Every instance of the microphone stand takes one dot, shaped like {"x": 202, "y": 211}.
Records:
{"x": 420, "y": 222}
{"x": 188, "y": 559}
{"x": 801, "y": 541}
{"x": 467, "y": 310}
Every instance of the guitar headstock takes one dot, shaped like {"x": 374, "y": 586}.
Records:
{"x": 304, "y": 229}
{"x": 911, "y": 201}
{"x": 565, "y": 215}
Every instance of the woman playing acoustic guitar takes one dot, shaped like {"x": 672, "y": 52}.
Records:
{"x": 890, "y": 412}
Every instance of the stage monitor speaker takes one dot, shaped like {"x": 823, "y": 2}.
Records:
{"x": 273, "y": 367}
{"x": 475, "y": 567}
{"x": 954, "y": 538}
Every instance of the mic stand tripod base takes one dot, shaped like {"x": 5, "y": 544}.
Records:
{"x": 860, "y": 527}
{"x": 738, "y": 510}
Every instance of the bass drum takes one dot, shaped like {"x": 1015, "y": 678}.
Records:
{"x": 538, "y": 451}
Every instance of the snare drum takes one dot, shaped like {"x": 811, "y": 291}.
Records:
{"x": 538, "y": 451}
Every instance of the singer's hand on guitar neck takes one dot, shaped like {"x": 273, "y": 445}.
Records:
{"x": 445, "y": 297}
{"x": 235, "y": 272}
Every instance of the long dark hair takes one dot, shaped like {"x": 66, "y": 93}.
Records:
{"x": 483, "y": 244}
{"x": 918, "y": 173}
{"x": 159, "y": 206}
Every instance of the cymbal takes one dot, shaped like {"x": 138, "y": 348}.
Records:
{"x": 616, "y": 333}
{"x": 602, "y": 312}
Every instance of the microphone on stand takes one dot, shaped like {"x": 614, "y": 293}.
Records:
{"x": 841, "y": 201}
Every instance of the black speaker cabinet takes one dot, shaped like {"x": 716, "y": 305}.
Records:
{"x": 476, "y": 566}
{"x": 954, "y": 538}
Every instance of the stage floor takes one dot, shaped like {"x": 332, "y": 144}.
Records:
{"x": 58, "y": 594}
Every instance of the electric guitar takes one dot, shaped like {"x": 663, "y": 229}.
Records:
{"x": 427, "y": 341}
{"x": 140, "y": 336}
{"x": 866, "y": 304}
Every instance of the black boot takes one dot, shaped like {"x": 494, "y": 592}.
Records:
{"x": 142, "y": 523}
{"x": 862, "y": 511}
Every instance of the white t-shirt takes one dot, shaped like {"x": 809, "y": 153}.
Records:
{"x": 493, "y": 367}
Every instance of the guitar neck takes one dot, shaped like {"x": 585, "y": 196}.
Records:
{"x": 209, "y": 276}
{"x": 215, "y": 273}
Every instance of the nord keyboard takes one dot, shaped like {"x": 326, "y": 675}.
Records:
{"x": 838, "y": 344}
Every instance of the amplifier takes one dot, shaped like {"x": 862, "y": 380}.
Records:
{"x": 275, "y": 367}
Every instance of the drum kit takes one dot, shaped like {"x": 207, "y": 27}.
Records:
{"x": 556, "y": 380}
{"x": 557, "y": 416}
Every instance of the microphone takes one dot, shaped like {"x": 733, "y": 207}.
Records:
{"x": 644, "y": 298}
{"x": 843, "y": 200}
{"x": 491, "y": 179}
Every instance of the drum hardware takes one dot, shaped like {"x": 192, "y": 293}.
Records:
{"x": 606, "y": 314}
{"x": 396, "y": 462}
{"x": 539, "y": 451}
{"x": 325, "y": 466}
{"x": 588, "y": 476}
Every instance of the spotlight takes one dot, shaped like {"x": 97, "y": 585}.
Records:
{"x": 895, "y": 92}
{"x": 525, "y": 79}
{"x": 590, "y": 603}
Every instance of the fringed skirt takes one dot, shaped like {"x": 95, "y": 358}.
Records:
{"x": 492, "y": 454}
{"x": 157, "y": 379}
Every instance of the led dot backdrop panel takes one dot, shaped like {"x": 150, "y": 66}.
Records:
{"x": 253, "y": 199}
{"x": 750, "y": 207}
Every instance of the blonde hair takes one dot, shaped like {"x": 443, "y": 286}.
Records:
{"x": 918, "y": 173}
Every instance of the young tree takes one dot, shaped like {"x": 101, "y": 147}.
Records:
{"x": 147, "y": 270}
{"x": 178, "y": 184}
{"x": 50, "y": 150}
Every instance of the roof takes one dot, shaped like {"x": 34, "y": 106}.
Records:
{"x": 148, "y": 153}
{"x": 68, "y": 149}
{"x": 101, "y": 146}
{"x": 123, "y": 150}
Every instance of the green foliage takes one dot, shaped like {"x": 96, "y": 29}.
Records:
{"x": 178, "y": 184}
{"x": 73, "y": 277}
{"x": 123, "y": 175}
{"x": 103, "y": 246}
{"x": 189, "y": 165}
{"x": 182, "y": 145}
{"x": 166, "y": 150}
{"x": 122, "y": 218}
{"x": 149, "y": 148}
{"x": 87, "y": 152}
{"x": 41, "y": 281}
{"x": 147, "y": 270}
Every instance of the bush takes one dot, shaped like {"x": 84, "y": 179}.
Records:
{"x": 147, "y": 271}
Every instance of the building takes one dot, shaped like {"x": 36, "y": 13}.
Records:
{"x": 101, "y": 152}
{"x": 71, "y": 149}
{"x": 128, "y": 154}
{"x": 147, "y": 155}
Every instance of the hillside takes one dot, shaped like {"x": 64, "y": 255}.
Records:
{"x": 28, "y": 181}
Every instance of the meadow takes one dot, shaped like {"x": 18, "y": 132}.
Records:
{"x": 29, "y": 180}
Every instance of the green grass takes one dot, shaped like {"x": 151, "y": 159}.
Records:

**EXERCISE:** The expected output is exactly the lines of the listing above between the line holding "Every instance of the amplifier" and the line holding "Every instance of the drum hardware", inclusive.

**RESULT:**
Every instance of the amplifier takes one dot, shaped like {"x": 862, "y": 380}.
Records:
{"x": 275, "y": 367}
Every instance of the drum kit takes one dot, shaped like {"x": 207, "y": 27}.
Records:
{"x": 556, "y": 380}
{"x": 557, "y": 416}
Every instance of the microphone takes one dot, shaped like {"x": 733, "y": 207}.
Records:
{"x": 644, "y": 298}
{"x": 843, "y": 200}
{"x": 491, "y": 179}
Every instance of the drum hardware takes one dot, shaped like {"x": 192, "y": 293}.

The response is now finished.